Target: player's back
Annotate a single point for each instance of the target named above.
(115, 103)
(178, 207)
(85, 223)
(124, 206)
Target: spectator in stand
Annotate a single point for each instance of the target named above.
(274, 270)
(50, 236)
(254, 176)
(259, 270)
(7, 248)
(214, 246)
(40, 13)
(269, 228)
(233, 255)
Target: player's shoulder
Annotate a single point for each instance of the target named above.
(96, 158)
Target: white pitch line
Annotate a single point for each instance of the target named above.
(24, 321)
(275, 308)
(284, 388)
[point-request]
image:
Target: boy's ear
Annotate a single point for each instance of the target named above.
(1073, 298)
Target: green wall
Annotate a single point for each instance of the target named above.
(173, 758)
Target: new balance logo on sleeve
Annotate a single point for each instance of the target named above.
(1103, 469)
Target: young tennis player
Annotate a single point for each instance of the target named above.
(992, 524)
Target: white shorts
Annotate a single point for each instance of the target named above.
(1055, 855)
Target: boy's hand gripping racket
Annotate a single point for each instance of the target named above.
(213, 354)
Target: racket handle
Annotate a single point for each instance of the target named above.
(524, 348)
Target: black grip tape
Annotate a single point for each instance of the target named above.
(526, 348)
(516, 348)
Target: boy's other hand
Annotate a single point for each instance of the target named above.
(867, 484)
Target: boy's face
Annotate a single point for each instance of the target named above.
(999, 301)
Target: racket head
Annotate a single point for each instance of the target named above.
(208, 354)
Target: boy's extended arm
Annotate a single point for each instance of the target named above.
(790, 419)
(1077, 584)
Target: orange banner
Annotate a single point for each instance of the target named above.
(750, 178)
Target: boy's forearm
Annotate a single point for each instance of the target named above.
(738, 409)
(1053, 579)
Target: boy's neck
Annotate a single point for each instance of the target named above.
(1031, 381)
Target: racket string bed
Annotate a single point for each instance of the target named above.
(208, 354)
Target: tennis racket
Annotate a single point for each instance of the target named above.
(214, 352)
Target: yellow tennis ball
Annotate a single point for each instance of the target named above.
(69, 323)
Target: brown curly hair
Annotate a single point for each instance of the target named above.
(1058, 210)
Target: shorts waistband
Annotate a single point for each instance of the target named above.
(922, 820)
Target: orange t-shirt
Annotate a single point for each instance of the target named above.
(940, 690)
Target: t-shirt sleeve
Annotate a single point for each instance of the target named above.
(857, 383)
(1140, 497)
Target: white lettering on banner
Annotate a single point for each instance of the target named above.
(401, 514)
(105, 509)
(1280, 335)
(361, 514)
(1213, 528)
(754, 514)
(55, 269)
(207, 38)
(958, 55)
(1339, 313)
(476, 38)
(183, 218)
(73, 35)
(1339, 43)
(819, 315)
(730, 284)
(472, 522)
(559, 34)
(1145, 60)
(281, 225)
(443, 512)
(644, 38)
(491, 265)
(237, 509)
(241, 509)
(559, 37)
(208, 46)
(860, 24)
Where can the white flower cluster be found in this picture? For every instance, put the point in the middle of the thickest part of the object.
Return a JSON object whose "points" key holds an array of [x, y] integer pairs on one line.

+===+

• Written request
Write the data from the line that contains "Target: orange t-shirt" through the final line, both included, as a JSON list of strings with one string per line and no blank lines.

• Result below
[
  "Target: orange t-shirt",
  "Annotate a single point for each instance of the target named above.",
  "(940, 690)",
  "Target: t-shirt sleeve",
  "Annotate a single point for each instance of the target named above.",
  "(857, 383)",
  "(1140, 497)",
  "Target: white lettering on banner",
  "Annotate a single point for each instance of the target named above.",
  "(401, 514)",
  "(105, 509)",
  "(1280, 335)",
  "(361, 514)",
  "(1213, 528)",
  "(754, 514)",
  "(55, 269)",
  "(207, 38)",
  "(958, 55)",
  "(1339, 313)",
  "(476, 38)",
  "(183, 218)",
  "(73, 35)",
  "(1339, 43)",
  "(819, 315)",
  "(730, 284)",
  "(472, 522)",
  "(559, 34)",
  "(1145, 60)",
  "(281, 225)",
  "(443, 512)",
  "(644, 38)",
  "(491, 265)",
  "(237, 509)",
  "(241, 509)",
  "(559, 37)",
  "(208, 46)",
  "(860, 24)",
  "Where can the white flower cluster be found in this picture? For every instance, put the point in the middle of the thickest part of the object.",
  "Return a JSON object whose \"points\" key holds an array of [x, y] integer pairs on one line."
]